— PASSAGE SHOWN —
+++++
Friday, April 30, 2010

i want someone who fills me up like hot milk.

(side note: if gregory corso doesn't come in the mail tomorrow...i will shatter something.)

you will forget me.




today has left my mind a jumbled mess..completely consumed.
and for once, it's in a good way and not school related.

journal writing time.
i've neglected those lovely compiled pages for much too long.

Thursday, April 29, 2010

how do you tell someone everything and nothing at the same time?
my attempts are meager.

the microwave just beeped.

i'm making a cup of coffee.
i know i shouldn't drink it at night..
i don't know why, but it makes me feel closer to you.
and if i don't, it's hard to sleep.

i always wonder if you make one, too.

Wednesday, April 28, 2010

little darling...
don't you see?

Tuesday, April 27, 2010

i've lost count of how many times i've listened to this.
can't stop.



first post of my new project.
(click here to view)

Monday, April 26, 2010

want one of these so bad.

Sunday, April 25, 2010

my dreams lately. i like how things are going there.
it all seems so real. yet so disconnected.

i don't understand how my brain conjures up existences that i've never been in contact with.
never even glimpsed with a slight swoop of the eye.
but i like that it does.

Wednesday, April 21, 2010

eeeee!! just purchased a book of poems--"the happy birthday of death," by gregory corso (luuuuhv him). cannot wait until it arrives in le mail!


i'm pretty sure i just had a near death experience--still dazed. i am not scared of death.
but i'm so terrified of not being in control. it was like a tug-of-war with my physical being and my soul between here and wherever "there" is.
and it was the most wretched experience of my life.
i would try to explain it--but it would not make sense. it's like those people who see colors that are not even in our spectrum--and we will never understand what they look like simply because we cannot comprehend them existing.
i think when you die, it becomes so jumbled that nothing makes sense, just because it no longer has to.
everything. was. an. oxymoron.

Monday, April 19, 2010

okay...i'm admitting i have a huge guilty pleasure for amy winehouse.
(it's bad.)

i'll always be a subtle girl.

goodnight,
xoxo.

Sunday, April 18, 2010

this was today.
and i miss it already.

(recorded in my apartment next to the window by the stairs)


Saturday, April 17, 2010

those moments when heartbeats are heavier than the deepest breaths.


Thursday, April 15, 2010

my first dabble in the realm of video art.
+++++
— EXTRACTED DATA —
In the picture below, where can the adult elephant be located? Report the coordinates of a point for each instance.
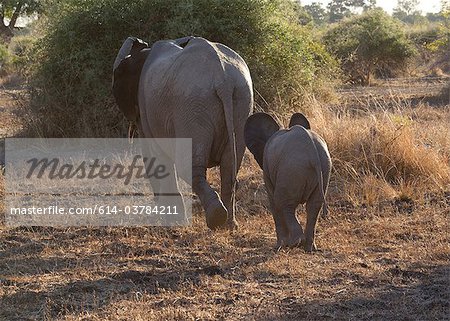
(190, 88)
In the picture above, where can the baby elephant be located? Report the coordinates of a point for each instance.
(296, 165)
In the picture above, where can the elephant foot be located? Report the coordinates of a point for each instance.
(310, 247)
(295, 242)
(232, 225)
(216, 215)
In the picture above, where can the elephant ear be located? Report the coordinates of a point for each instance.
(299, 119)
(126, 74)
(257, 131)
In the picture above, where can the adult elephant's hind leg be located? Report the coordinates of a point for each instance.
(216, 213)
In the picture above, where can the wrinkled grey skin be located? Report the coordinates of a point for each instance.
(190, 88)
(296, 165)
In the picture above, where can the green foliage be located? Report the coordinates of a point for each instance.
(74, 59)
(317, 13)
(20, 49)
(340, 9)
(5, 58)
(367, 44)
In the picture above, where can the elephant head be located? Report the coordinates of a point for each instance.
(126, 74)
(257, 131)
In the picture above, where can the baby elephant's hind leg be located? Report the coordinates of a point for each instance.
(313, 206)
(296, 236)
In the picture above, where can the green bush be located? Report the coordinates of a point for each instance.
(372, 43)
(20, 48)
(72, 78)
(5, 60)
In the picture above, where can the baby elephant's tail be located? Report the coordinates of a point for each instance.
(318, 167)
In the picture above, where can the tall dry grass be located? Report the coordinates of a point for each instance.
(382, 149)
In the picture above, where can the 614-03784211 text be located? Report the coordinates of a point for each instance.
(97, 210)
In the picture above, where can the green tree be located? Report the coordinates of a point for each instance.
(11, 10)
(339, 9)
(407, 11)
(317, 13)
(73, 61)
(370, 43)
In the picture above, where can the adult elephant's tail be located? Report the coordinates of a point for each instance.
(319, 173)
(225, 93)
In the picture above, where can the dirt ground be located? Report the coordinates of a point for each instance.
(390, 261)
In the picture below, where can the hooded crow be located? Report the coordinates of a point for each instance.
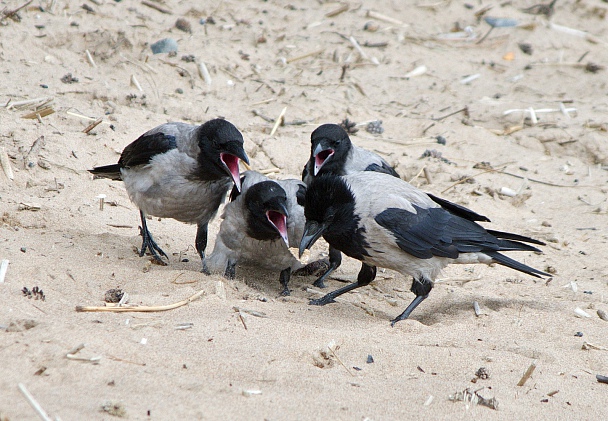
(260, 224)
(332, 152)
(384, 221)
(179, 171)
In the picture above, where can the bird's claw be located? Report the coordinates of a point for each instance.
(319, 283)
(321, 301)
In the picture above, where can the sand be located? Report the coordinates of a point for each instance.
(209, 361)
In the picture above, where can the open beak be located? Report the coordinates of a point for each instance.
(321, 154)
(278, 218)
(312, 231)
(230, 158)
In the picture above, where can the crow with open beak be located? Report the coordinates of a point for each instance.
(384, 221)
(332, 152)
(180, 171)
(260, 223)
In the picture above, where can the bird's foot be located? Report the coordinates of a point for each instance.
(326, 299)
(319, 283)
(149, 244)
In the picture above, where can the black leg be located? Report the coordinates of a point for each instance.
(201, 245)
(421, 288)
(284, 279)
(230, 272)
(335, 260)
(149, 243)
(366, 275)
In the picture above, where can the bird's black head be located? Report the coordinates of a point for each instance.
(330, 146)
(221, 145)
(267, 214)
(329, 207)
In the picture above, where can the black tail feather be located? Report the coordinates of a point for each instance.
(516, 237)
(107, 171)
(514, 264)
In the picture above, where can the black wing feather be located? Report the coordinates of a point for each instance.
(142, 150)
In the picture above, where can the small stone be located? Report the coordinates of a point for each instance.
(525, 48)
(68, 78)
(375, 127)
(165, 45)
(113, 295)
(483, 373)
(183, 25)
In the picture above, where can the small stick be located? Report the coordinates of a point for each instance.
(527, 374)
(427, 175)
(270, 170)
(462, 110)
(242, 318)
(135, 83)
(84, 117)
(6, 164)
(13, 12)
(204, 73)
(337, 11)
(278, 121)
(144, 309)
(93, 125)
(3, 269)
(15, 104)
(102, 199)
(312, 53)
(28, 396)
(90, 59)
(476, 308)
(157, 7)
(38, 114)
(33, 153)
(380, 16)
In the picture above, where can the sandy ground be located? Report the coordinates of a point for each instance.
(265, 56)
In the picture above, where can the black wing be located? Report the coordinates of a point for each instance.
(142, 150)
(436, 232)
(385, 169)
(458, 210)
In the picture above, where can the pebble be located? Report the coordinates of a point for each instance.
(165, 45)
(375, 127)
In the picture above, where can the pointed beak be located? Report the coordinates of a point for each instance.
(278, 218)
(321, 154)
(230, 158)
(312, 231)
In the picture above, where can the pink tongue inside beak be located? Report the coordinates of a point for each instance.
(232, 162)
(320, 159)
(280, 223)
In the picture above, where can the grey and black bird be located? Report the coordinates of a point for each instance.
(260, 224)
(384, 221)
(180, 171)
(332, 152)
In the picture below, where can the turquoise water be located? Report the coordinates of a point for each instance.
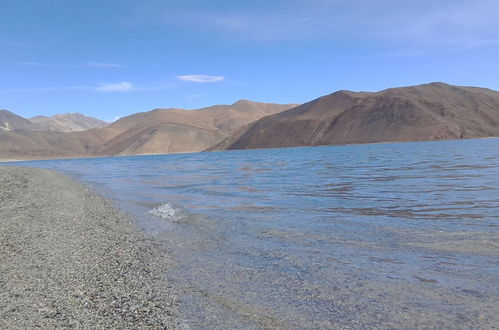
(380, 235)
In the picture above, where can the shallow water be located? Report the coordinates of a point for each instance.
(382, 235)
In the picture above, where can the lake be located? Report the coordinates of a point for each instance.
(398, 235)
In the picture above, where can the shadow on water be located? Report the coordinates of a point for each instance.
(387, 235)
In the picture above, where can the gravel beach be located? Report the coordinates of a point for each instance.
(69, 259)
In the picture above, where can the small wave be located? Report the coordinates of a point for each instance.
(165, 211)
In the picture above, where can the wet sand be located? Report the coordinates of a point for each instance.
(68, 259)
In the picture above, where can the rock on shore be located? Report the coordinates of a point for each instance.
(69, 259)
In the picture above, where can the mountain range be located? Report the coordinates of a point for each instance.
(433, 111)
(155, 131)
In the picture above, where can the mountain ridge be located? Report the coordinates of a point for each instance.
(432, 111)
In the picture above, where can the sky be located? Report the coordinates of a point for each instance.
(112, 58)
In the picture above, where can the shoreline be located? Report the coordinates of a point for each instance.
(68, 258)
(230, 150)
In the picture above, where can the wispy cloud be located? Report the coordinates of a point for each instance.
(123, 86)
(200, 78)
(97, 65)
(119, 87)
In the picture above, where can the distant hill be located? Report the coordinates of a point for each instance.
(178, 130)
(68, 122)
(156, 131)
(433, 111)
(10, 121)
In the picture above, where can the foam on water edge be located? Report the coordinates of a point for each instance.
(165, 211)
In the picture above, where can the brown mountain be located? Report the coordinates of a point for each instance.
(10, 121)
(433, 111)
(178, 130)
(68, 122)
(156, 131)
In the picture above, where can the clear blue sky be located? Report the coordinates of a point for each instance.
(111, 58)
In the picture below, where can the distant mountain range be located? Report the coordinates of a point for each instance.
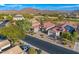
(32, 11)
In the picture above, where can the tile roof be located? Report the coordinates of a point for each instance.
(48, 25)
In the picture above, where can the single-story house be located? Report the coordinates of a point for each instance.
(47, 25)
(69, 28)
(4, 44)
(35, 25)
(14, 50)
(18, 17)
(54, 32)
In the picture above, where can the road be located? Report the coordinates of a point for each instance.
(48, 47)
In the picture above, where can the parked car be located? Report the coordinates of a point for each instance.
(25, 47)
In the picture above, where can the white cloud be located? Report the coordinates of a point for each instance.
(2, 4)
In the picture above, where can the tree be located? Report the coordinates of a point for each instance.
(24, 25)
(12, 32)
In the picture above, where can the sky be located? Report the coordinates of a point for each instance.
(40, 6)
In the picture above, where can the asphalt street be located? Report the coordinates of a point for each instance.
(48, 47)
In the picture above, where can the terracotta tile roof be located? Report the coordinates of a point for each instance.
(48, 25)
(36, 24)
(14, 50)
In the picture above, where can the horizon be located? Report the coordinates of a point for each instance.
(67, 7)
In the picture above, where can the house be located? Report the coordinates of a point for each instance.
(69, 28)
(54, 32)
(4, 44)
(2, 37)
(47, 25)
(14, 50)
(25, 47)
(18, 17)
(35, 25)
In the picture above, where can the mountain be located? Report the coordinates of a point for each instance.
(31, 11)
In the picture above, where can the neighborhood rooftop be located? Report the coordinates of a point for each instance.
(14, 50)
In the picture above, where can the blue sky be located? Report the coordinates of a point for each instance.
(40, 6)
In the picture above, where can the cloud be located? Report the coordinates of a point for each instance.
(2, 4)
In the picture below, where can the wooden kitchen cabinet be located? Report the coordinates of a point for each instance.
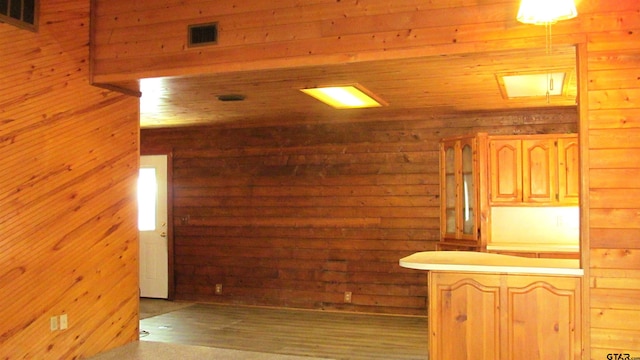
(534, 169)
(504, 316)
(462, 181)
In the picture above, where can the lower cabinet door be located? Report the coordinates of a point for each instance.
(464, 316)
(543, 320)
(504, 316)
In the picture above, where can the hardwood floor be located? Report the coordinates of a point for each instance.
(292, 332)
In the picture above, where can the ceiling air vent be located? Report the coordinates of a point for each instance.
(203, 34)
(21, 13)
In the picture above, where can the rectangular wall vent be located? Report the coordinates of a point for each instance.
(21, 13)
(203, 34)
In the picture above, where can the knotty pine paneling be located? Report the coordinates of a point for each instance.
(609, 30)
(68, 230)
(296, 215)
(614, 145)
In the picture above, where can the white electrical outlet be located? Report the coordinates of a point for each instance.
(53, 323)
(64, 323)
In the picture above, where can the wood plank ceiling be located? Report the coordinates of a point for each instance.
(411, 87)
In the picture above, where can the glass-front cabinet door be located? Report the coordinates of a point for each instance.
(459, 190)
(468, 198)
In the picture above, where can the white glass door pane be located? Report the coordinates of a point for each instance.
(147, 199)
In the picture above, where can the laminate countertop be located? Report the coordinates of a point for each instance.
(471, 261)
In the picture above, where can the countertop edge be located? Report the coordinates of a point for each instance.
(493, 269)
(481, 262)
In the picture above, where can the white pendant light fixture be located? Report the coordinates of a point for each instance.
(541, 12)
(546, 12)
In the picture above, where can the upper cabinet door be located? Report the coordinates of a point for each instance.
(539, 165)
(468, 193)
(568, 170)
(449, 188)
(505, 170)
(459, 189)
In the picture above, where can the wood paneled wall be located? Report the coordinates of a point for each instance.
(296, 215)
(613, 135)
(69, 158)
(144, 39)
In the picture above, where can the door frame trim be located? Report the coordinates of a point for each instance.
(171, 293)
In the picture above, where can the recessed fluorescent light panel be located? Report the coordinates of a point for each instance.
(533, 85)
(344, 97)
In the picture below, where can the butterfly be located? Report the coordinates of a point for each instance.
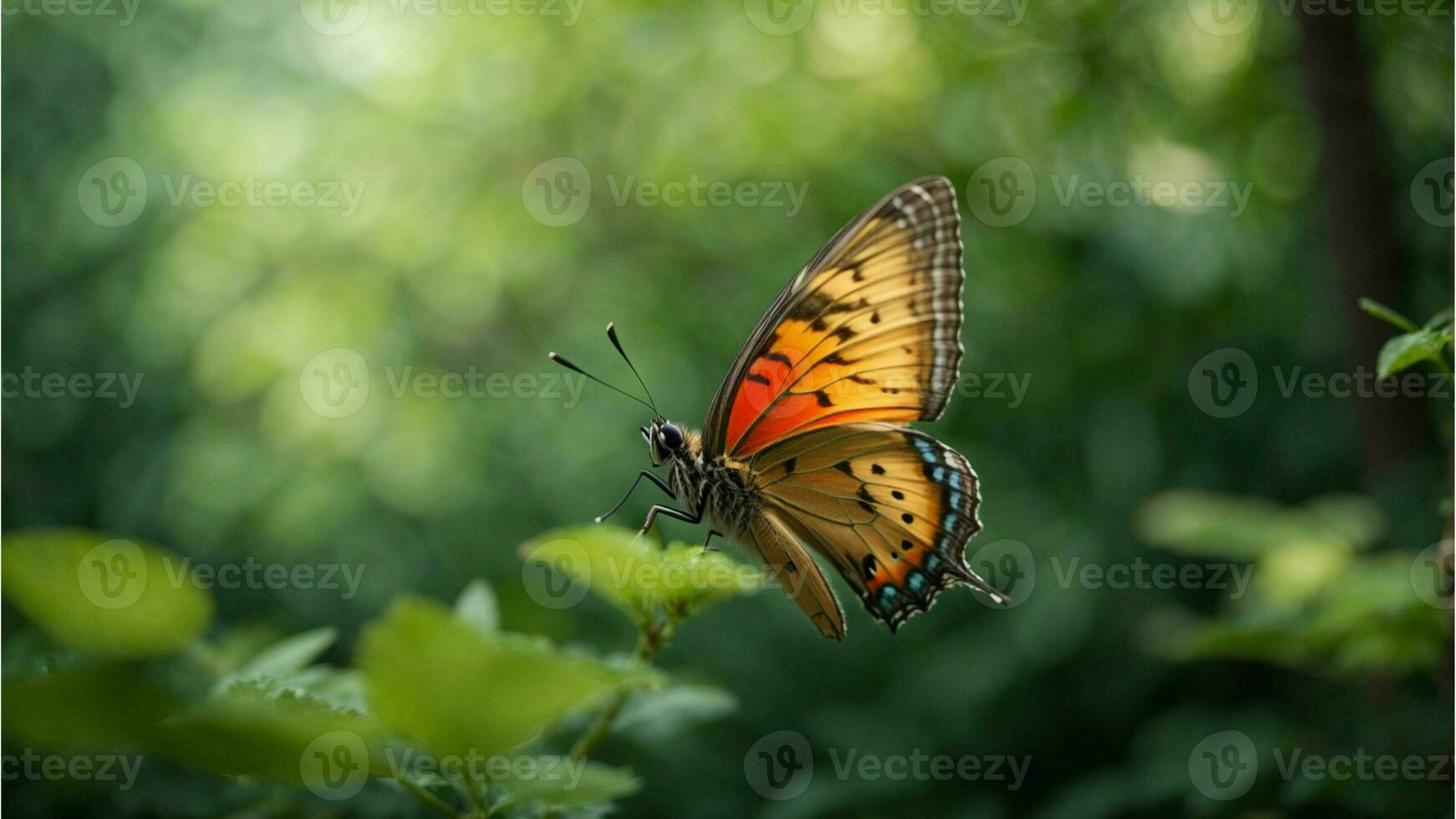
(807, 444)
+++++
— GOALS —
A - Could you repeat the blog from "want one of" to "of the eye.", changing "dreams" to "thoughts"?
B - In the blog, which book of poems was purchased?

— THE SOLUTIONS —
A -
want one of these so bad.

Sunday, April 25, 2010

my thoughts lately. i like how things are going there.
it all seems so real. yet so disconnected.

i don't understand how my brain conjures up existences that i've never been in contact with.
never even glimpsed with a slight swoop of the eye.

B - "the happy birthday of death," by gregory corso